-- Start of PAGE EXCERPT --

# LED Lighting for a 150 Gallon 28" Depth Tank



## Fissure (Jun 29, 2014)

Kinda hard with such a large and deep tank. It all depends on the plants. One sat+ probably wont be enough. Only leds worth 18 watts in that one. The fugeray planted is probably a better investment. Also it depends on the plants. If you stick with easy low light plants you wont need much light anyway?

I was in the same boat as you. Ended up spending 1800$ on a DIY ramp 
Though I have a [censored][censored][censored][censored]load of plants.


----------



## BigJay180 (Jul 20, 2014)

Satellite won't reach that deep unless you use multiple units. Even then, the PAR at depth will be questionable at best, and the coverage will be spotty.

If you're not looking to spend 400 on LED, your best option is T5HO.

You can get a single 36 inch horticulture fixture with reflector for 30-40.

Catalina made me 2 three bulb 36 inch fixture with individual reflectors for cheap, I bought two.


----------



## jeffkrol (Jun 5, 2013)

Trhenning said:


> Hi all,
> 
> :help:
> 
> ...


Two of these would work fine..
http://www.aquatraders.com/LED-Aquarium-Lighting-Beamswork-Freshwater-Plant-p/56426p.htm


----------



## mopani (Oct 29, 2013)

-- End of PAGE EXCERPT --
-- Start of SOURCE DATA --

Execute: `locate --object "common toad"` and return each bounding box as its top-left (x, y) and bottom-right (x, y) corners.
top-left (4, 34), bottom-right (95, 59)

-- End of SOURCE DATA --

→ **PROBLEM DETAILS**
Answer these questions about the forum thread on lighting a deep tank:
(a) How much did Fissure end up spending on a DIY ramp?
(b) What lighting type does BigJay180 call the best option for someone not looking to spend 400 on LED?
(c) How many of the linked fixtures does jeffkrol say would work fine?
The material has no connection to the forum thread.

→ **ANSWER IN FULL**
(a) $1,800
(b) T5HO
(c) Two